Items listed in a dataset:

>>

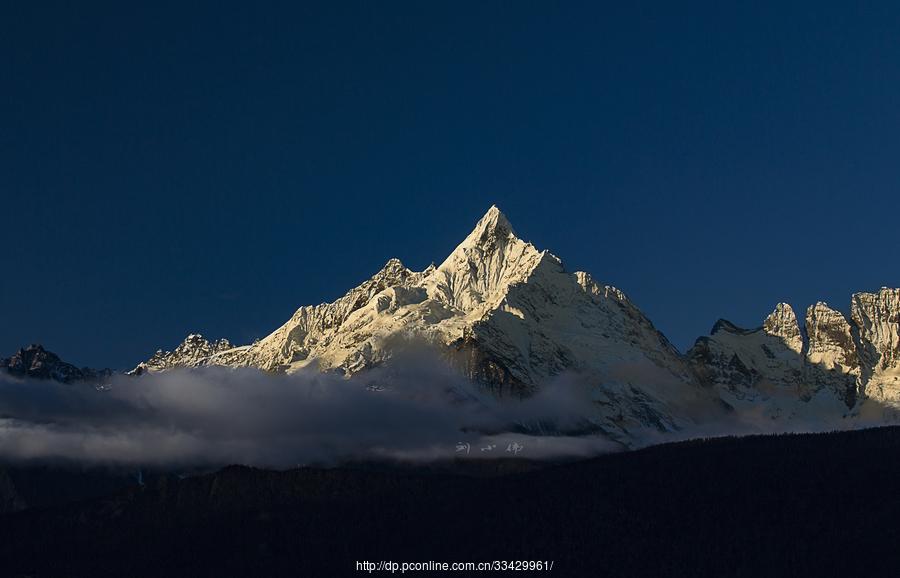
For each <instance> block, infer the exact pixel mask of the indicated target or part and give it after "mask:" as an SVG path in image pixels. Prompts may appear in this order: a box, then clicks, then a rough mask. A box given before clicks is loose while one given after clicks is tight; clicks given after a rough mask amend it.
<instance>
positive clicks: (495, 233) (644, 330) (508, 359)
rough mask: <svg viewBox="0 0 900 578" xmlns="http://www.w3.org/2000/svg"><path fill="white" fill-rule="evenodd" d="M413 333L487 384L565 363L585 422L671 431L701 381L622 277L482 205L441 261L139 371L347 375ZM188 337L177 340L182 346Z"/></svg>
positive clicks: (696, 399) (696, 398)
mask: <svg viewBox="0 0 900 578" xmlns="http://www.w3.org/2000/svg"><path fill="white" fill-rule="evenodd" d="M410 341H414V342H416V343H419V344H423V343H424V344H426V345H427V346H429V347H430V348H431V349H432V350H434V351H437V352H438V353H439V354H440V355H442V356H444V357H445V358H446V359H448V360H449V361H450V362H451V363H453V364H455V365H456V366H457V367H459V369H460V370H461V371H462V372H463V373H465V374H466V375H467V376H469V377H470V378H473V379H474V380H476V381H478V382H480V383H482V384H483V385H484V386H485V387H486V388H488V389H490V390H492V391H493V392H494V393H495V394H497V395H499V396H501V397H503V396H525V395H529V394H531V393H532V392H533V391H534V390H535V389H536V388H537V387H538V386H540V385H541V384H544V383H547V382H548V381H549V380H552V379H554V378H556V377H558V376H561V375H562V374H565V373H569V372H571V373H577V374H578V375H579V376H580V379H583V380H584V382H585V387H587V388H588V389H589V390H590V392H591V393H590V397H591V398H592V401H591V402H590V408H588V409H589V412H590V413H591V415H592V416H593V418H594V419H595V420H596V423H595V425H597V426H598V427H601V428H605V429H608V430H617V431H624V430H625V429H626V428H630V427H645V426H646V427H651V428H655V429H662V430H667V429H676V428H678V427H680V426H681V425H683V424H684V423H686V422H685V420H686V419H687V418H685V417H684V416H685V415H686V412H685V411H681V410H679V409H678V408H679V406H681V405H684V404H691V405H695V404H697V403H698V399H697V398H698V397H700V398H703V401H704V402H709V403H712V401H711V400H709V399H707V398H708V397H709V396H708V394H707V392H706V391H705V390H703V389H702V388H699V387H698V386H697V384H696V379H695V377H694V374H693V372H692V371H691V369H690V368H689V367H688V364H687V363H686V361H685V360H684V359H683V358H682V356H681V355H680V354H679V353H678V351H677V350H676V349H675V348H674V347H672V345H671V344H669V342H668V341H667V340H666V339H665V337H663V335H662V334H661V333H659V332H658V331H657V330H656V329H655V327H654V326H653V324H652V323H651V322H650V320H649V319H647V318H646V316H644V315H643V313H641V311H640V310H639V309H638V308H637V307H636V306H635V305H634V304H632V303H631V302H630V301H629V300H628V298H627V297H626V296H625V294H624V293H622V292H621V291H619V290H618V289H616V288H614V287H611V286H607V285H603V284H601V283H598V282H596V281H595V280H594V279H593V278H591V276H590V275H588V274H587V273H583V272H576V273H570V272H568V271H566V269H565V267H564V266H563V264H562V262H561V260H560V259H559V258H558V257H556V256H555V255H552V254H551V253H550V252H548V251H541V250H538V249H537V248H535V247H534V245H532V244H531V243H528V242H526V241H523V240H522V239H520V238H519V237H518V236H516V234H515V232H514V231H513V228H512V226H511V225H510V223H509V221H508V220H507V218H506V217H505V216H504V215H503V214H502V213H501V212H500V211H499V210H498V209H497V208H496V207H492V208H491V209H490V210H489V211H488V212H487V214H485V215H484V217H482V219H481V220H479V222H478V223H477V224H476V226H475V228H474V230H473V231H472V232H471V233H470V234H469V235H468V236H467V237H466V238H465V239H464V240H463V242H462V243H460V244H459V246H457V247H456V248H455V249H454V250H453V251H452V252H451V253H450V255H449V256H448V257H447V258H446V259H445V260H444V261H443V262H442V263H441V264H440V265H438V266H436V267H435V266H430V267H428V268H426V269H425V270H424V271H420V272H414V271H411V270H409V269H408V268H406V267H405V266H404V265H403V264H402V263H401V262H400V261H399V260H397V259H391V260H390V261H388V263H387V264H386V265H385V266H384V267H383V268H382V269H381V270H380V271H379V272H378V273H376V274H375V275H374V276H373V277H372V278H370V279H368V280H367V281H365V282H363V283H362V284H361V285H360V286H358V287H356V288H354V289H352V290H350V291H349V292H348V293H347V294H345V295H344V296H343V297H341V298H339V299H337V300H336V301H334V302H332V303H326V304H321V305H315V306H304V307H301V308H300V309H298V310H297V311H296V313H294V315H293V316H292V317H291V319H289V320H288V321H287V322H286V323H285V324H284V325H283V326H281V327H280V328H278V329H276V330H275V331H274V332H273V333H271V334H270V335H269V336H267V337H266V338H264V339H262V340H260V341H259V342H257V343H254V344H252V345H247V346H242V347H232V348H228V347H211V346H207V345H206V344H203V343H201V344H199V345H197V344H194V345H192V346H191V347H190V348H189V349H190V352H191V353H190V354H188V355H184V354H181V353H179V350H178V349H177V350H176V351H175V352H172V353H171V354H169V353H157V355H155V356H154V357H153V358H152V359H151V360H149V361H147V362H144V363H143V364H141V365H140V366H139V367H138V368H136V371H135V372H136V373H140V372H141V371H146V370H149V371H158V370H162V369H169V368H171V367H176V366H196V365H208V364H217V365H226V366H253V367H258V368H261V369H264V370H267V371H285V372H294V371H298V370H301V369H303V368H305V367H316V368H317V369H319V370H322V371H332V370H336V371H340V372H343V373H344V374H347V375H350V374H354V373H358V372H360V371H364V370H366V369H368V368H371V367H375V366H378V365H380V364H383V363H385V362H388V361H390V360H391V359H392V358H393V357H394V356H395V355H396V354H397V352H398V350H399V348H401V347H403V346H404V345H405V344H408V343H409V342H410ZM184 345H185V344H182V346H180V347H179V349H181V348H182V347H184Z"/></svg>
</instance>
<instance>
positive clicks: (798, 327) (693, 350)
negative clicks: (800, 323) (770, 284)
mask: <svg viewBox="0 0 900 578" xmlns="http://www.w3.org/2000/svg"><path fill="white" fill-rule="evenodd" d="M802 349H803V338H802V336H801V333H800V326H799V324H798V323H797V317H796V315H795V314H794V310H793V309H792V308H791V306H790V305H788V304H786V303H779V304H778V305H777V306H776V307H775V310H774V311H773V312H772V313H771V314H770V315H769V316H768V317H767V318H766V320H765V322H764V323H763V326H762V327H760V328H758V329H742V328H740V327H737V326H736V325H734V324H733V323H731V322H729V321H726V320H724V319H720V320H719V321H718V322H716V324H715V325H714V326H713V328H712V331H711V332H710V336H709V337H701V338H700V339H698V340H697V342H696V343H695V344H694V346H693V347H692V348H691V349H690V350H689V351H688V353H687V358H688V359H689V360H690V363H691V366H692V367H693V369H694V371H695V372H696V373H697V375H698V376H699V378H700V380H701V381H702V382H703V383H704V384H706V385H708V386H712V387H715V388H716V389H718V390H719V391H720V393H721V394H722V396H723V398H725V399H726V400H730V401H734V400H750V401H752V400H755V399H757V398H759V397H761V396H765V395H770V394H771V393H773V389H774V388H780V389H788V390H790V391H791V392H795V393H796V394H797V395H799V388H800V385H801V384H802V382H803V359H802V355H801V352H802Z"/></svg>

<<

What you need to do: Examine the entries and report how many of their lines contain the string "clicks", giving no more than the number.

Exercise solution: 5